Task to carry out: From the agriculture research announcement, repeat word for word the part that opens with the words containing "The project is" and closes with "Pulp and Paper.".

====== Excerpted text

The Honourable Gerry Byrne, Minister of Fisheries and Land Resources, provided an update today at the Newfoundland and Labrador Federation of Agriculture’s annual general meeting on a collaborative research project to support Newfoundland and Labrador farmers in applying sustainable agriculture practices in cool-climate, boreal ecosystems.
The Provincial Government is collaborating with Agriculture and Agri-Food Canada, along with Grenfell Campus, Memorial University, and Corner Brook Pulp and Paper Ltd., on a two-year, $1.3-million project to help maximize Newfoundland and Labrador’s cool-climate growing conditions, while protecting the environment, increasing agriculture production and utilizing the by-products of other natural resource industries. Project details are provided in the backgrounder below.
The project is funded under the $25-million, three-year (2018-21), federal Agricultural Clean Technology Program, and will receive a federal investment of $557,509 from Agriculture and Agri-Food Canada, and a $773,376-provincial commitment provided by the departments of Fisheries and Land Resources, and Tourism, Culture, Industry and Innovation, along with investments from Memorial University and Corner Brook Pulp and Paper.

============
====== Data excerpts

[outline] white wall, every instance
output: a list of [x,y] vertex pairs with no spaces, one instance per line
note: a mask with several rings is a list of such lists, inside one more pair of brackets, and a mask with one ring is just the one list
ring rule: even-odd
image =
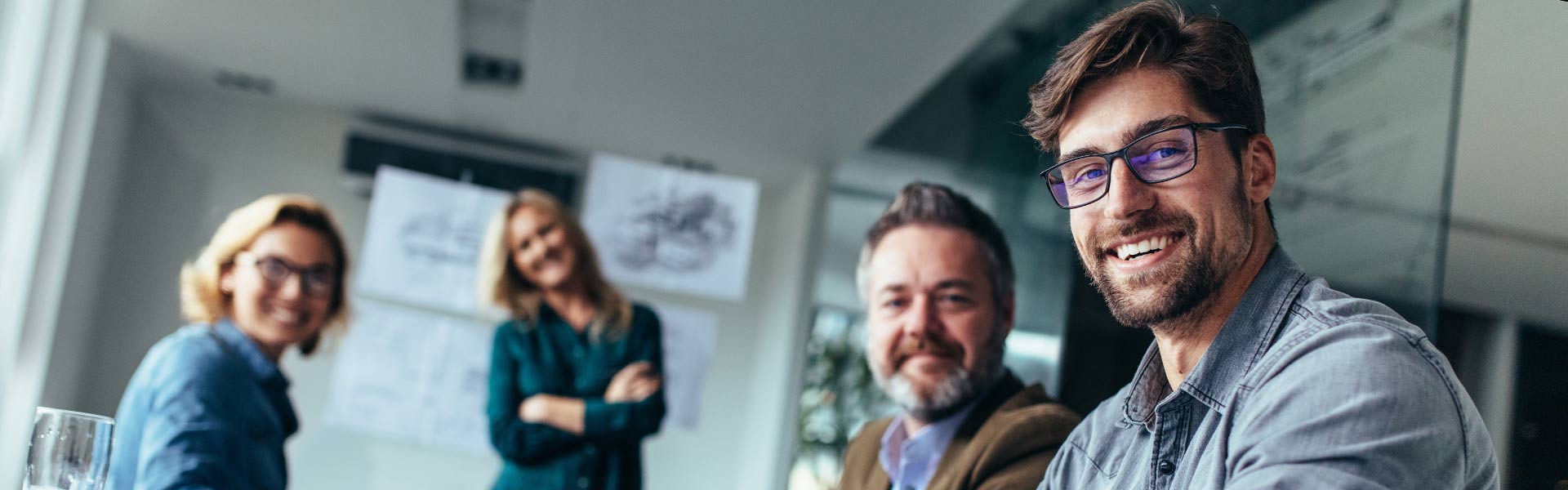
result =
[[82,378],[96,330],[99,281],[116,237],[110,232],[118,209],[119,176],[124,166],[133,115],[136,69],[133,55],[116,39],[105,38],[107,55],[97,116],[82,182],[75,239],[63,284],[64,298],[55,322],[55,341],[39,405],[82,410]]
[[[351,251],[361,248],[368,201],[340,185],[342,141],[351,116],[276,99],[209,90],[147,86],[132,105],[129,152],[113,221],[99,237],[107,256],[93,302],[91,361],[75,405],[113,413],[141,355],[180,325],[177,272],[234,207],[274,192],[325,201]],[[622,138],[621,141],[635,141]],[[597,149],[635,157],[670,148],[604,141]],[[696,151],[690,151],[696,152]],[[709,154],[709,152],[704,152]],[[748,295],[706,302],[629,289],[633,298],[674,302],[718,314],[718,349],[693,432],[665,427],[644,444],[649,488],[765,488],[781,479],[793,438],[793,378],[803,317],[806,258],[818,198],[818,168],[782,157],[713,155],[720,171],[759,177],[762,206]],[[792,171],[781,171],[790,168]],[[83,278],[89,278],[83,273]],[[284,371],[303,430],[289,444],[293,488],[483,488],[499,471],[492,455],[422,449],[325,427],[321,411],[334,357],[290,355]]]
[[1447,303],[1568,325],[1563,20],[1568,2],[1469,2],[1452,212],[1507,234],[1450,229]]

============
====== Data excerpts

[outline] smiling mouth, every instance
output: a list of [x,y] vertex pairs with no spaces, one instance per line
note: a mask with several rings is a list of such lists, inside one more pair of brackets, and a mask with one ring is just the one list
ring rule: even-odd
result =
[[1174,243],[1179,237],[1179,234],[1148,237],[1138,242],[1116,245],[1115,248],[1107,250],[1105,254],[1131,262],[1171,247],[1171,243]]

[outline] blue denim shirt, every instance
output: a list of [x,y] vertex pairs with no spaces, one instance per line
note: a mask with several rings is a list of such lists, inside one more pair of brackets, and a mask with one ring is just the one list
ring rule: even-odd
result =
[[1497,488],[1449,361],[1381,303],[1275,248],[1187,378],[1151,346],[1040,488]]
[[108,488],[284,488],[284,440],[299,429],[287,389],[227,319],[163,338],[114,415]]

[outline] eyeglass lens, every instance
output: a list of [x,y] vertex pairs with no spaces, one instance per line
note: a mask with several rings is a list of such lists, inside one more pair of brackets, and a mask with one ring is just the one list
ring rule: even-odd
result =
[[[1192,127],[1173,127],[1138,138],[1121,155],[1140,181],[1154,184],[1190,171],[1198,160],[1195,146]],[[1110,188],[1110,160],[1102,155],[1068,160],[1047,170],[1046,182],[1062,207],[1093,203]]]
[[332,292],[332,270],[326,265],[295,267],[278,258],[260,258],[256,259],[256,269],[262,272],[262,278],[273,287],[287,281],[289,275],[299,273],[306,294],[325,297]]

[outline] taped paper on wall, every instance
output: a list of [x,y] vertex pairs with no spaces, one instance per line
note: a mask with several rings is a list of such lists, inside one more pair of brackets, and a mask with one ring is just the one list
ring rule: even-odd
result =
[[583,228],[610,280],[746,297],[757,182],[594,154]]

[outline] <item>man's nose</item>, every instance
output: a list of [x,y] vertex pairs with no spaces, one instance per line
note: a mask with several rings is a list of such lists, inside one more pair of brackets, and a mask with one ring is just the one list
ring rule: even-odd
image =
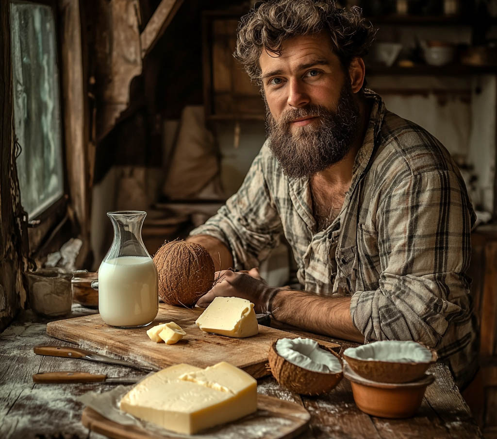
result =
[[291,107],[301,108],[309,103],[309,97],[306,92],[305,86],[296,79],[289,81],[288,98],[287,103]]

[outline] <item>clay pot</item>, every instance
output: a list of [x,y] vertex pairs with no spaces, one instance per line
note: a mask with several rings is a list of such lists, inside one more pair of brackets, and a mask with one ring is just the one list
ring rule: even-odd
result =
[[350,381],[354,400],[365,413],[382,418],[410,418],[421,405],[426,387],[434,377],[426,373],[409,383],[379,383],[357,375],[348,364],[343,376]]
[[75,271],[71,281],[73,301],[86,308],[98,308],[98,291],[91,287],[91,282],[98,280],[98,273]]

============

Problem solution:
The project is funded under the $25-million, three-year (2018-21), federal Agricultural Clean Technology Program, and will receive a federal investment of $557,509 from Agriculture and Agri-Food Canada, and a $773,376-provincial commitment provided by the departments of Fisheries and Land Resources, and Tourism, Culture, Industry and Innovation, along with investments from Memorial University and Corner Brook Pulp and Paper.